[Action item]
Can you restate the stretch from "When contracted orally, Candida" through "medical facility administrators." in the Candida auris text, changing "ventilators" to "breathing machines"?

[Text under study]

Candida auris, a variant of a common Candida fungal yeast found in the environment, was only identified in 2009. Since then, however, it has become a serious problem in several countries, and is spreading rapidly in hospitals and long-term care facilities throughout the U.S. C. auris is a very hardy organism. Found on the skin, clothing and bed linens, it’s usually harmless to younger, healthy individuals. However, senior citizens, immune-compromised, malnourished and chronically ill patients are at risk for infection by this fungus, causing a disease called candidemia in humans. Most troubling, it has rapidly adapted to antibiotic use, becoming multi-drug resistant.
When contracted orally, Candida causes a common disease, or candidemia, known as “thrush.” Thrush can arise when other helpful bacteria are suppressed by steroids or antibiotics, allowing Candida to flourish. Thrush can be identified by white patches on the gums and tongue. Candidemia can also develop on the skin and in the digestive tract, and while persistent, most varieties usually respond to antifungal treatment.
However, C. auris is much more dangerous than the more common Candida varieties. If introduced into the lungs or bloodstream (typically by ventilators or IV contamination) it can cause serious and sometimes fatal systemic infections. Overall, more than 33% of patients with systemic C. auris infections have died. Incidents of C. auris infections have risen rapidly in the last few years, causing concern among public health officials and medical facility administrators.
Candida is already the fourth most common cause of bloodstream infections overall, and New York State in particular has a higher than average incidence of C. auris infections, and it is a particularly virulent disease agent. According to the latest CDC bulletin, over 600 patients have been infected in 12 states, primarily in hospitals, nursing homes and long-term care facilities. Care providers such as health care aides are on the front line, and must be extra vigilant in preventing outbreaks.
C. auris is known for being almost impossible to eradicate from a hospital room. It can even survive laundering when it has colonized bed linens and clothing. Bleach and other very strong disinfectants are able to control it, so health care providers must be extra thorough when cleaning patient environments. Damp, sweaty clothing and bed linens are an ideal place for Candida to thrive, so keep patients dry. Strict handwashing and general care provider hygiene is a must for controlling this serious health threat.
It’s not clear whether C. auris has become widespread in the non-hospital community, but home health care aides must be very careful since they come into contact with both hospital and community environments. Usual handwashing and cleanliness procedures should be effective in controlling the spread of this dangerous pathogen if done properly and consistently.
Bottom line: Candida infections are on the rise, and some can be deadly. Caregivers must keep themselves and their patients safe with good, thorough sanitation.

Records from a data source:
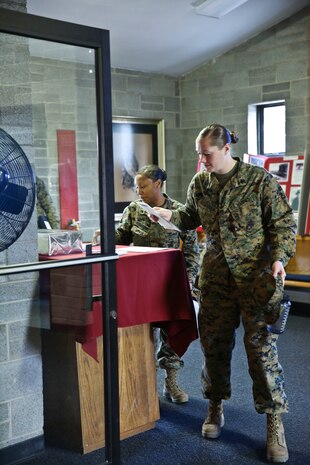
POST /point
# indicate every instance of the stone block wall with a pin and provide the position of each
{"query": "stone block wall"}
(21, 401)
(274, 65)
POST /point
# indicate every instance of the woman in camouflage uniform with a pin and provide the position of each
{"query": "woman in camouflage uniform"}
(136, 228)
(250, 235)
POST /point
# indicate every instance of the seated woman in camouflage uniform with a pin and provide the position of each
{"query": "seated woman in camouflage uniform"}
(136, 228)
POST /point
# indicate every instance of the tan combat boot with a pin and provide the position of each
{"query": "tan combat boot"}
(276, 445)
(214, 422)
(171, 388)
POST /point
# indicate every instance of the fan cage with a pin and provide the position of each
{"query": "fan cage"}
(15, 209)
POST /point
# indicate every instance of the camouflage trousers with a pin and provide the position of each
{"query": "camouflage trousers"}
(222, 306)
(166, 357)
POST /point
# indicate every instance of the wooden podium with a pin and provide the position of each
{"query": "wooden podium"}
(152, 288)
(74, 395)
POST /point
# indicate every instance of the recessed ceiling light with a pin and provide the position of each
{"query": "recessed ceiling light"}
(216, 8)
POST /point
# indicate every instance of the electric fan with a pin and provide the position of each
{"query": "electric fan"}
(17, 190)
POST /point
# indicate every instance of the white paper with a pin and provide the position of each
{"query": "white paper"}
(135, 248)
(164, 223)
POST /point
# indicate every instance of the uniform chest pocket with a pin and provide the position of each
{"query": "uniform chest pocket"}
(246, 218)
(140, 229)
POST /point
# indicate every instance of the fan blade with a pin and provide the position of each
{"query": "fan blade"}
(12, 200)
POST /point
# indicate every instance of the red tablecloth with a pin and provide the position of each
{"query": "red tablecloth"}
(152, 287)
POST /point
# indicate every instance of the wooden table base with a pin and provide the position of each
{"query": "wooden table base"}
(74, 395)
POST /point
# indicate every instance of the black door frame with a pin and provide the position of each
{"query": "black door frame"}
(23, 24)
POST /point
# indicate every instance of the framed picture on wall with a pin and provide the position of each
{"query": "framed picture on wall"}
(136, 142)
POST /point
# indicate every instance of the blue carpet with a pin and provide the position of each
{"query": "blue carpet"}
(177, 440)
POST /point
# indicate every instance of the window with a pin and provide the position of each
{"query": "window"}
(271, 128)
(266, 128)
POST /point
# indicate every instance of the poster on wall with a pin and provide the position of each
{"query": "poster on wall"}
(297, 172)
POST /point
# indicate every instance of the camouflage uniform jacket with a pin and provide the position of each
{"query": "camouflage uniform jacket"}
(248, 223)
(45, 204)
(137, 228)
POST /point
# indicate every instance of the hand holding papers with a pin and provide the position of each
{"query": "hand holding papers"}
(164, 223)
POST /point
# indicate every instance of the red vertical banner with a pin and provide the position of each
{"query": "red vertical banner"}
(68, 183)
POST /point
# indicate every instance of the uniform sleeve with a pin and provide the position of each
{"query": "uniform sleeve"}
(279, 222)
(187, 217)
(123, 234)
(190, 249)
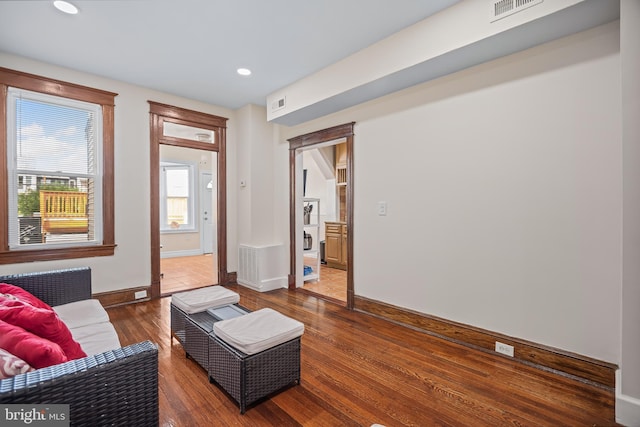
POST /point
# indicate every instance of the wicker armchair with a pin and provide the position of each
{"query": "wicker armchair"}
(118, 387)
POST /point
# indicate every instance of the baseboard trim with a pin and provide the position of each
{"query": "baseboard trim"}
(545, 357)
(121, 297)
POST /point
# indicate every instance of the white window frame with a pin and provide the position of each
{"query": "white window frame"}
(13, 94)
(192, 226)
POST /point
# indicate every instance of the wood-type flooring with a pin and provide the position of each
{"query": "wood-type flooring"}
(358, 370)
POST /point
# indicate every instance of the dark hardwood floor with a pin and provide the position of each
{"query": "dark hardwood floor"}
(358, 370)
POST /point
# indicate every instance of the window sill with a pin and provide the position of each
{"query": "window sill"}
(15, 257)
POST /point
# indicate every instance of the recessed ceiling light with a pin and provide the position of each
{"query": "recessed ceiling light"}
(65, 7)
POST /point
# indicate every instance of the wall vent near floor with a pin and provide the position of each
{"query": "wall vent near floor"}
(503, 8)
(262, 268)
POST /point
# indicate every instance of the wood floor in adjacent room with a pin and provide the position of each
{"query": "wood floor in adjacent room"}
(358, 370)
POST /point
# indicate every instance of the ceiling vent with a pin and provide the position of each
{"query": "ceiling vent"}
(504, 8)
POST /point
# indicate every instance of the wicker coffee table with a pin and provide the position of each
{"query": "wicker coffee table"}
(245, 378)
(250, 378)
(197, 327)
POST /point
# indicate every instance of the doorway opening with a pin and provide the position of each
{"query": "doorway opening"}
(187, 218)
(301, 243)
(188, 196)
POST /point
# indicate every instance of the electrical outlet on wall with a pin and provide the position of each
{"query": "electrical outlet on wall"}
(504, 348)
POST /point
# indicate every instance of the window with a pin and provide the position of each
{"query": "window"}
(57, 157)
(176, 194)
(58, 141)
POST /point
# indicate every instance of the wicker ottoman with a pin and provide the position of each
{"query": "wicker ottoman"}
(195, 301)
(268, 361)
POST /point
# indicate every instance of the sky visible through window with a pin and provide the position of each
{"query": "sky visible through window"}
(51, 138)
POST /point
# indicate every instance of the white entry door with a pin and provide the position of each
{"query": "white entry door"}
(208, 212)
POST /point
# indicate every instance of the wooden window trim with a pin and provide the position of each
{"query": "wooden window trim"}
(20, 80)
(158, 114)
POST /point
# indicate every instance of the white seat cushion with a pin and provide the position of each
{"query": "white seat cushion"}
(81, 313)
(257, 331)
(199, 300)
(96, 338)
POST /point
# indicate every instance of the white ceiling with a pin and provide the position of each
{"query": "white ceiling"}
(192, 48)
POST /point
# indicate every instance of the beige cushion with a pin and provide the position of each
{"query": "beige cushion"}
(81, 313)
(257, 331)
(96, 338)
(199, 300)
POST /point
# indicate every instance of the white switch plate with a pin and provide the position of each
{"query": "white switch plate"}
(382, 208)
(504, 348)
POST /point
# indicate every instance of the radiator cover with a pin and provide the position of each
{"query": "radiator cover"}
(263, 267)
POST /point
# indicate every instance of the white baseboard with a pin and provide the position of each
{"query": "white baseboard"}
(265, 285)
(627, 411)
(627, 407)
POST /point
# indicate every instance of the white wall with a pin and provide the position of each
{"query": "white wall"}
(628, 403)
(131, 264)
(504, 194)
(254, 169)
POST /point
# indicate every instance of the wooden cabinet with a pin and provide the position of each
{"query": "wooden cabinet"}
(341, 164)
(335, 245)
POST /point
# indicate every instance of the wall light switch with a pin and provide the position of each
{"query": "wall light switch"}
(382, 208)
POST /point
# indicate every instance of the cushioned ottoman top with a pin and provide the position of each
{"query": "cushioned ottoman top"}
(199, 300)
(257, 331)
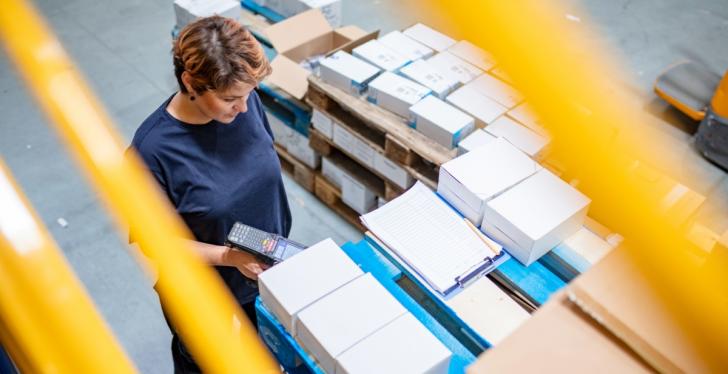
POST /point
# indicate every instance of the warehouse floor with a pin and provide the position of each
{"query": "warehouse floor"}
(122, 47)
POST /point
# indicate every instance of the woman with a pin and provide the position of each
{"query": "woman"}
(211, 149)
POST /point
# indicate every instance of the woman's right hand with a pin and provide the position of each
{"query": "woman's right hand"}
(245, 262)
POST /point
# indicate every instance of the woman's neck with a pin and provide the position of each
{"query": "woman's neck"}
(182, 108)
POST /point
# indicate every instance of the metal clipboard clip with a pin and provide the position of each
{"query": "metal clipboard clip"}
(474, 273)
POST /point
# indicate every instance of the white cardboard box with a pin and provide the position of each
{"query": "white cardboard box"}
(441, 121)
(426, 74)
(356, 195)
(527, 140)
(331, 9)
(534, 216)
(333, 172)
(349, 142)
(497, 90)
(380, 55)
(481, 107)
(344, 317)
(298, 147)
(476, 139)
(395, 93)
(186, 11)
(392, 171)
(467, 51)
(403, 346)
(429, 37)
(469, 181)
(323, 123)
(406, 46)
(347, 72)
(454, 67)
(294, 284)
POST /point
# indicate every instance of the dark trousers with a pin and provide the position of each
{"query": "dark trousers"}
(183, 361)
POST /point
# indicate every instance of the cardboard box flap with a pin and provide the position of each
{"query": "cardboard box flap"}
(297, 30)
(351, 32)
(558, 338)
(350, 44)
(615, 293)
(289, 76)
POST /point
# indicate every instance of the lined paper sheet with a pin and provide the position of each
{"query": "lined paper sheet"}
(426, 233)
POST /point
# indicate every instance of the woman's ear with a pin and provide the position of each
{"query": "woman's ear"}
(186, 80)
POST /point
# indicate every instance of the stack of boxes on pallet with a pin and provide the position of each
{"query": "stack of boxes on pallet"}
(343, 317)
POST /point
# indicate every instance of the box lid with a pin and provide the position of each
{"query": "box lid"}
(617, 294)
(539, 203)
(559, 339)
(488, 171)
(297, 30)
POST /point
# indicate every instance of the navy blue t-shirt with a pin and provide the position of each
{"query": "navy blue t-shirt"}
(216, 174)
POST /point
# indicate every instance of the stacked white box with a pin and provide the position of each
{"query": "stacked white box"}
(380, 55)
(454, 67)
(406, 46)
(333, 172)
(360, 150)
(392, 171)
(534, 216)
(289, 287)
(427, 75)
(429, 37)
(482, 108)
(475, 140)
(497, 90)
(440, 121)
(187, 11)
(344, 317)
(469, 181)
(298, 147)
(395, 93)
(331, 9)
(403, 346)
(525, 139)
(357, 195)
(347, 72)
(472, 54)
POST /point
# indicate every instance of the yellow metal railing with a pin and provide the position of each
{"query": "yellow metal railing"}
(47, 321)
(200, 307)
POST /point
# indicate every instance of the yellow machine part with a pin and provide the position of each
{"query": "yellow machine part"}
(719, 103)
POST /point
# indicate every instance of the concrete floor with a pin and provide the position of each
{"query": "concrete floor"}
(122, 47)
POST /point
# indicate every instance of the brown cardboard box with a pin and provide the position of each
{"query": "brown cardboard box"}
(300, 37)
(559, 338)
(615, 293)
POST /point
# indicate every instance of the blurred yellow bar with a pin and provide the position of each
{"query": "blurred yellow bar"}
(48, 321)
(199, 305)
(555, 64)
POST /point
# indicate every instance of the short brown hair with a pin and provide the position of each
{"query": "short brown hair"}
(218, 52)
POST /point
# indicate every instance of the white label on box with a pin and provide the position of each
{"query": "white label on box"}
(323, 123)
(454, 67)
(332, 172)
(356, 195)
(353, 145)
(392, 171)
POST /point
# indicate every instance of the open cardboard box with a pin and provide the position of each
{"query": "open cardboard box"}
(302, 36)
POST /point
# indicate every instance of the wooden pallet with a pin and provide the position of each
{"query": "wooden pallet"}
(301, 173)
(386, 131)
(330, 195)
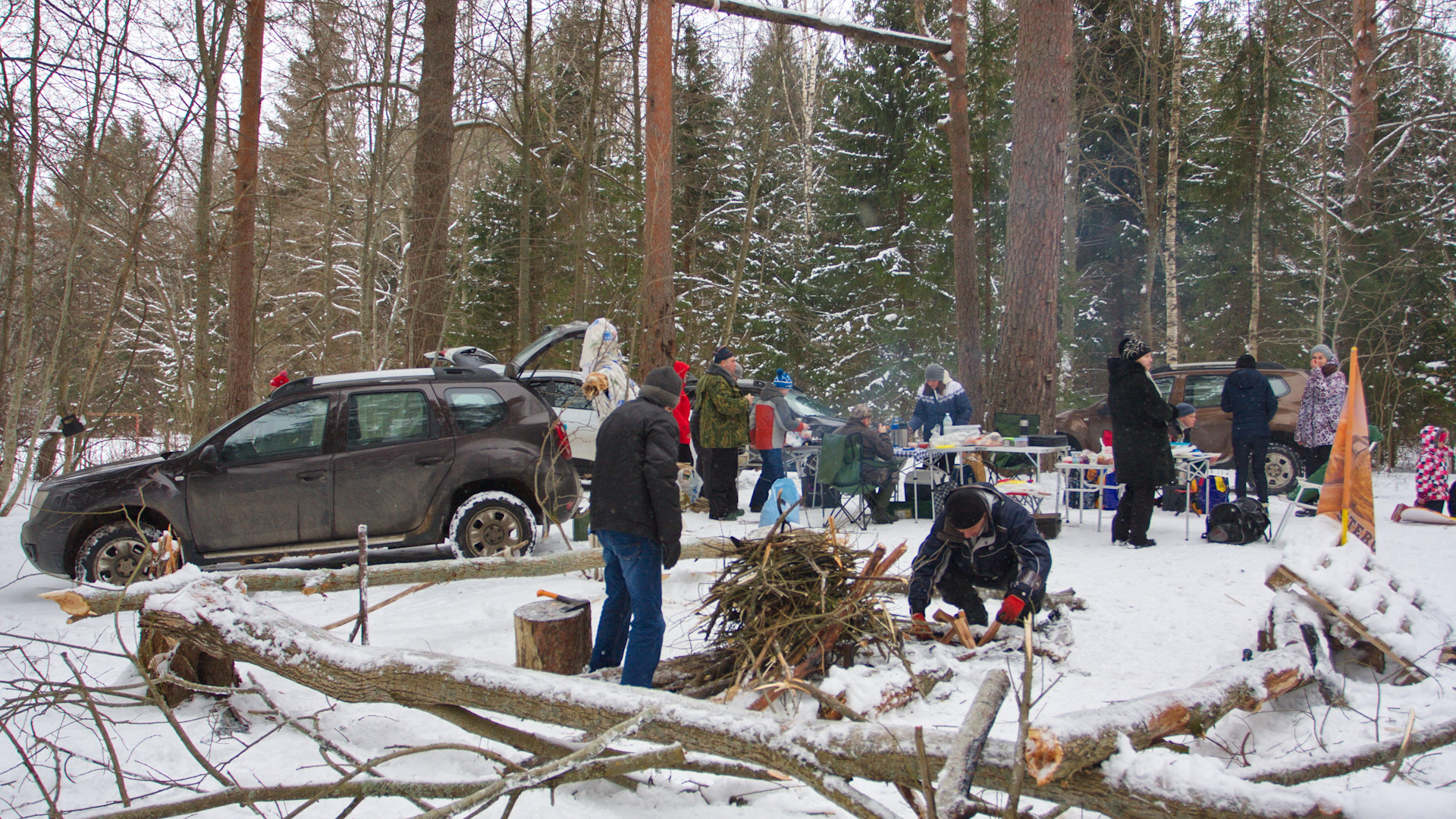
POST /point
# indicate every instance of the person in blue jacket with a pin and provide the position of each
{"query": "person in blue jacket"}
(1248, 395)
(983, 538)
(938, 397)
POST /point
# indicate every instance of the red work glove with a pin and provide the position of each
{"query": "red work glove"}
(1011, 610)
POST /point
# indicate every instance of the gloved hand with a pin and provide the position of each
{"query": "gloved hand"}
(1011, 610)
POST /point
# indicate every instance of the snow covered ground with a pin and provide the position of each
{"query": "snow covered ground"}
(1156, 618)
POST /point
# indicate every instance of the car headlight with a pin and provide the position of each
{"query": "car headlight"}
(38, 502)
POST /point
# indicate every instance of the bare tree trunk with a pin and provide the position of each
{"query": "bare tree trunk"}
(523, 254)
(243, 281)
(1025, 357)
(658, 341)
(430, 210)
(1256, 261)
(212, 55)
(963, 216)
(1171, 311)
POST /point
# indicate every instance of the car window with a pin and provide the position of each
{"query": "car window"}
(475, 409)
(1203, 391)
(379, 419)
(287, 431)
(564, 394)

[Solved problem]
When contracted orally, Candida causes a common disease, or candidemia, known as “thrush.” Thrush can arise when other helpful bacteria are suppressed by steroids or antibiotics, allowing Candida to flourish. Thrush can be identified by white patches on the gums and tongue. Candidemia can also develop on the skin and in the digestive tract, and while persistent, most varieties usually respond to antifungal treatment.
However, C. auris is much more dangerous than the more common Candida varieties. If introduced into the lungs or bloodstream (typically by breathing machines or IV contamination) it can cause serious and sometimes fatal systemic infections. Overall, more than 33% of patients with systemic C. auris infections have died. Incidents of C. auris infections have risen rapidly in the last few years, causing concern among public health officials and medical facility administrators.